▶ PASSAGE FOR REVIEW:
■ ■ ■ ■

We paid $200 extra for the 48-hour rush dye lot (on top of the $1,400 base cost). The client's alternative was a $50,000 penalty clause for missing the event placement. That $200 saved the project.

Why 'Name-Only' Specs Cost You More

To be fair, I get why people resist the extra step. It feels bureaucratic. You think: "I've used this color before, I know what it looks like." But here's the thing: every dye lot is slightly different. Every fabric substrate absorbs color differently. That vintage upholstery fabric? It was a cotton-rayon blend. Sunbrella is solution-dyed acrylic. The same dye formula gives different visual results.

Based on our internal data from 200+ rush jobs in 2024, orders with a Pantone reference have a 98% first-time approval rate. Orders relying on color names alone? 72%. That 26% gap represents an enormous amount of risk, especially when you're working against a deadline. Missing that deadline would have meant a $50,000 penalty clause—the cost of the event being without its centerpiece upholstery.

■ ■ ■ ■

▶ EXERCISE INSTRUCTIONS:
a – Repeat the passage on fabric color specifications word for word from "Based on our" to "its centerpiece upholstery.".
b – Pick up the passage on fabric color specifications after its final sentence and keep writing it.

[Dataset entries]

■ ■ ■ ■

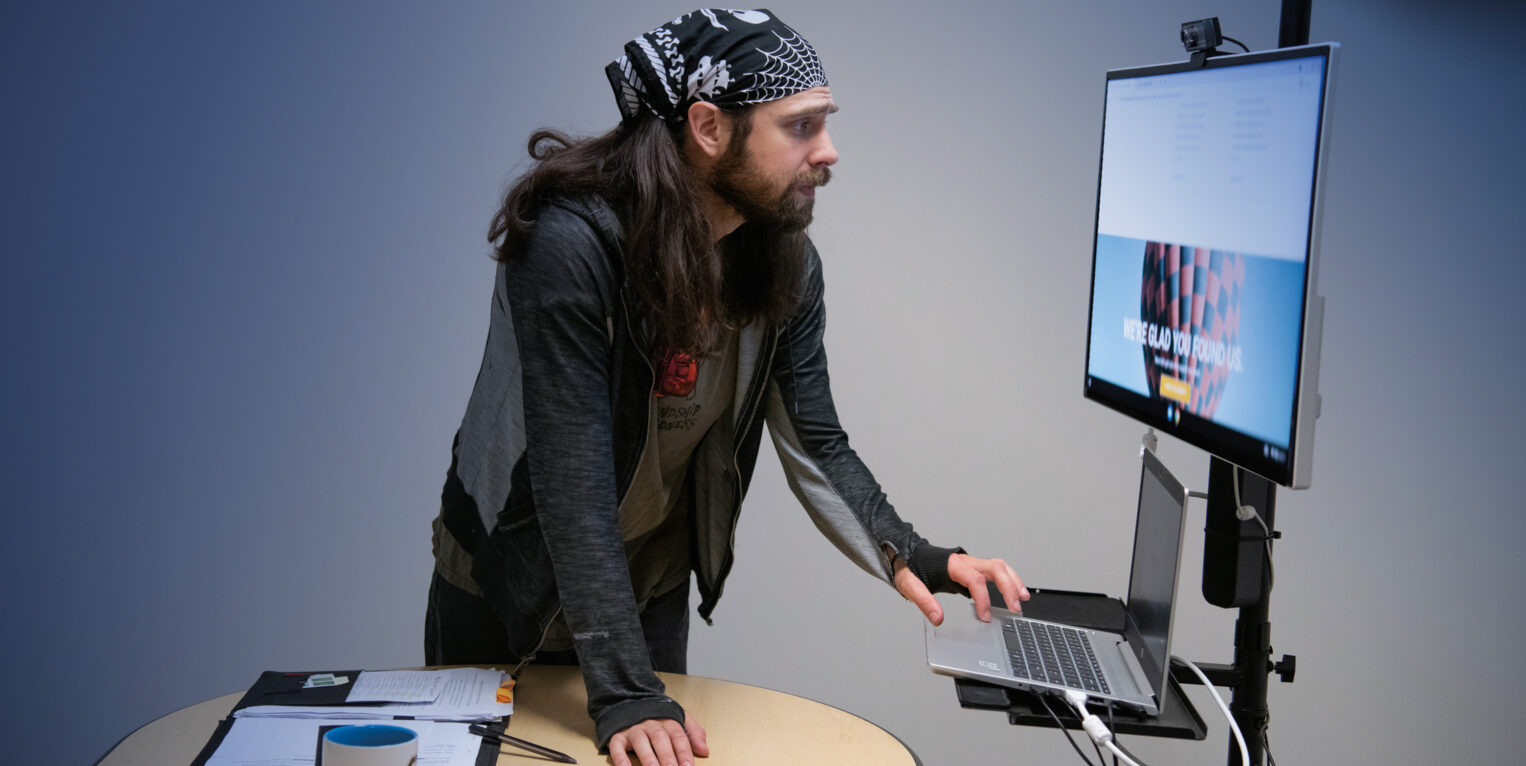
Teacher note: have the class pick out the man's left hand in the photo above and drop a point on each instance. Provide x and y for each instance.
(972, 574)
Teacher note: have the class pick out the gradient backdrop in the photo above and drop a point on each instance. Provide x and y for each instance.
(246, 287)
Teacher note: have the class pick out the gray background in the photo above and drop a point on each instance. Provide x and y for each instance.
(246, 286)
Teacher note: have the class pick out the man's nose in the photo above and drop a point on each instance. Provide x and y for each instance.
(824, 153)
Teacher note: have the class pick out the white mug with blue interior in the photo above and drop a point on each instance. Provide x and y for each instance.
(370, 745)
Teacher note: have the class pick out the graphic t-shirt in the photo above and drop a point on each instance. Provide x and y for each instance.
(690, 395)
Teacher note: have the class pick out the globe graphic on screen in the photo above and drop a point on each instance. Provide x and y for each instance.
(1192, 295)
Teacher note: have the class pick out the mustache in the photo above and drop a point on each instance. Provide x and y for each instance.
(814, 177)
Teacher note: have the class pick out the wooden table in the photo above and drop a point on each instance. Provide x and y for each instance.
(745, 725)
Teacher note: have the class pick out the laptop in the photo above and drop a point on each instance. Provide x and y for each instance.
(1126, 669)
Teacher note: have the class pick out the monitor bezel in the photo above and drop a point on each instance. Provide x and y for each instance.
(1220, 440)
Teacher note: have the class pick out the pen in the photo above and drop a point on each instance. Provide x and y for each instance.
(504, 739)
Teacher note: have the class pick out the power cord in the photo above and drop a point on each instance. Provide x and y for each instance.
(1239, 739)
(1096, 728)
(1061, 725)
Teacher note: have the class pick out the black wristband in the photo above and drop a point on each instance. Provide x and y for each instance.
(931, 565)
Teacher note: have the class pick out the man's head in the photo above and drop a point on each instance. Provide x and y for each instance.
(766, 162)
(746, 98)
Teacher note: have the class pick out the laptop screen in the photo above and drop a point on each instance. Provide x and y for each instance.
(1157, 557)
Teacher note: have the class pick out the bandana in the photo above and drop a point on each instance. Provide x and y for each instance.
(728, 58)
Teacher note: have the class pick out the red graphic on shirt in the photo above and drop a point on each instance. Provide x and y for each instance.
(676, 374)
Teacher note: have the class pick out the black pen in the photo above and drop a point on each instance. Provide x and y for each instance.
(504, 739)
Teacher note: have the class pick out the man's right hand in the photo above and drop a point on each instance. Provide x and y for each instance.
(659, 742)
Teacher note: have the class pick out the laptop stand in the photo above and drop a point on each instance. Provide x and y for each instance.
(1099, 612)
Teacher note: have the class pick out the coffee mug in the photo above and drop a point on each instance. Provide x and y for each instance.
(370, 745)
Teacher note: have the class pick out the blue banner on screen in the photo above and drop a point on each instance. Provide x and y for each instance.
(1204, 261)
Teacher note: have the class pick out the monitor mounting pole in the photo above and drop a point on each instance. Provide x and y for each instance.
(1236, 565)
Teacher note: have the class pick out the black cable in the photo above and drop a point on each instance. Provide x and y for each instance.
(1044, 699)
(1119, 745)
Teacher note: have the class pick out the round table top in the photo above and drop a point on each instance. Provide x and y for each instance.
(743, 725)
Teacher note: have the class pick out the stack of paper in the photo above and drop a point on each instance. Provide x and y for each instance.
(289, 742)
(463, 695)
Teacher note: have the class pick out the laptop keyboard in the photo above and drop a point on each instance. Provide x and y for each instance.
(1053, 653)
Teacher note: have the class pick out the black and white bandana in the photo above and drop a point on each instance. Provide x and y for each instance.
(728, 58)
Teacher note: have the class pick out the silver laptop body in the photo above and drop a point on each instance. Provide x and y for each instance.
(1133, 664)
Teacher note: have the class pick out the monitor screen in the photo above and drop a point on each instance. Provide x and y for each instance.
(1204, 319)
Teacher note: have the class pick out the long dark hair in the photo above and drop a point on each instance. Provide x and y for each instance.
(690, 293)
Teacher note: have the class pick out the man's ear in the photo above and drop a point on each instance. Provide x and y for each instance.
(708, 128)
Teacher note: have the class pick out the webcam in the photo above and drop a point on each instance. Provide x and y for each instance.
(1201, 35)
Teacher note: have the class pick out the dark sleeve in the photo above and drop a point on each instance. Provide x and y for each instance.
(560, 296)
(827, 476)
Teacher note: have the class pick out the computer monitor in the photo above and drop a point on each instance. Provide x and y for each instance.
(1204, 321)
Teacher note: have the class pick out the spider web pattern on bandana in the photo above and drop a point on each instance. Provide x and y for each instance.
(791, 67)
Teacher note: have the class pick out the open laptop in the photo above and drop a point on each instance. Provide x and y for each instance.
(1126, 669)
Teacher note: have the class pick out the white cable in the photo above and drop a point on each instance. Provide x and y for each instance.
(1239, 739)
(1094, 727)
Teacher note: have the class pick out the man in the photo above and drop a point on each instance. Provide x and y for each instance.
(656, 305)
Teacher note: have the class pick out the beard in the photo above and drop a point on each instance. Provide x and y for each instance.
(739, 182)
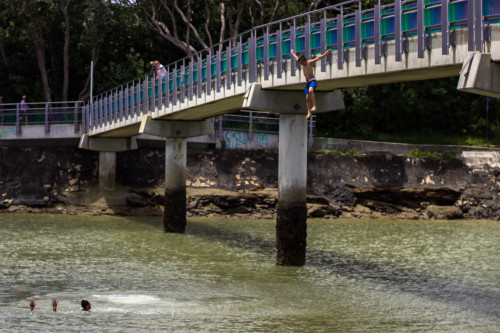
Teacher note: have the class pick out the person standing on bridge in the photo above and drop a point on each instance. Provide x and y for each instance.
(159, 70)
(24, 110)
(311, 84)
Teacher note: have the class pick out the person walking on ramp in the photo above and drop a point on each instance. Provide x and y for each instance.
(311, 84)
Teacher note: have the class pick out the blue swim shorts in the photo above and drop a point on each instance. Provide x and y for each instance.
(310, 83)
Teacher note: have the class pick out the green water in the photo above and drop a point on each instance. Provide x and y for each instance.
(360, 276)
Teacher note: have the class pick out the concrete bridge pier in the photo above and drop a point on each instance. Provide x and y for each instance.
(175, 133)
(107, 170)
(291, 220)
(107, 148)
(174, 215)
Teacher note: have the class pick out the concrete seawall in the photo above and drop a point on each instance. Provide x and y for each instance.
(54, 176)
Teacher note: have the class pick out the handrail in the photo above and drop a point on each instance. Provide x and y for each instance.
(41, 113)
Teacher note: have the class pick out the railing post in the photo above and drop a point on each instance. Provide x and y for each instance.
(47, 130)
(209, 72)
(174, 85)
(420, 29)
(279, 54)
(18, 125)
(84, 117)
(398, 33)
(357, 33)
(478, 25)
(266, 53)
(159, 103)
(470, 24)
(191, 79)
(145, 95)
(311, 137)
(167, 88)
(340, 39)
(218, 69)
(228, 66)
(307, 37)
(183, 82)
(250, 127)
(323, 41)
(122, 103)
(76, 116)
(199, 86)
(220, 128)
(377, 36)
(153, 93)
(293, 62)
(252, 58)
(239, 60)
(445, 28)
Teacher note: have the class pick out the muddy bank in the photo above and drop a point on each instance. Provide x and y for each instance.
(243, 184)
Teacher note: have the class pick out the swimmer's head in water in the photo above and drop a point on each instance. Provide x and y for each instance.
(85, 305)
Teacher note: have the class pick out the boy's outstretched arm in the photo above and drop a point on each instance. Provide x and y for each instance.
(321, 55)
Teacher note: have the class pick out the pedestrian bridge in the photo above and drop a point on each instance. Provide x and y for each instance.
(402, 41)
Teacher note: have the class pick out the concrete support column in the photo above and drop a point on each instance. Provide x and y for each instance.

■ ■ ■ ■

▶ RESPONSES:
a –
Based on our internal data from 200+ rush jobs in 2024, orders with a Pantone reference have a 98% first-time approval rate. Orders relying on color names alone? 72%. That 26% gap represents an enormous amount of risk, especially when you're working against a deadline. Missing that deadline would have meant a $50,000 penalty clause—the cost of the event being without its centerpiece upholstery.

b –
Now, let me address a common pushback. "But Pantone isn't cheap! It's a subscription, and it's more work." Granted, a Pantone Guide costs about $180. But compared to a $3,500 re-dye or a $50,000 penalty? It's a rounding error. That $180 is an insurance policy.

Calculating the real cost of a color mismatch:

  • Cost of re-dye: $1,500 - $3,500 (fabric, express shipping, labor)
  • Cost of missed deadline: $5,000 (rush fee for new fabric) up to $50,000 (lost contract)
  • Cost of reputation: Incalculable. Clients remember who missed the deadline.
  • Cost of Pantone Guide: $180. One-time investment.

The math is clear.

The Other Mistake: Polyester Shrinkage

Another trap in emergency orders is assuming fabric properties are uniform. A designer once asked me: "Is polyester shrinkable?" It's a reasonable question. The answer is: "It shouldn't, but don't bet on it."

According to industry standards, polyester typically shrinks less than 2% (Source: AATCC Test Method 135). But in a rush, if the fabric is a blend (like a 1920s-era bolster with a polyester-viscose mix), or if it's subjected to heat during bulkhead installation, that 2% could warp a pattern that was cut to exact dimensions. I took the gamble once—paid $800 in rush fees for a replacement—now our standard spec for any project involving a pattern match requires a pre-shrunk sample. That mistake cost us profit on three jobs.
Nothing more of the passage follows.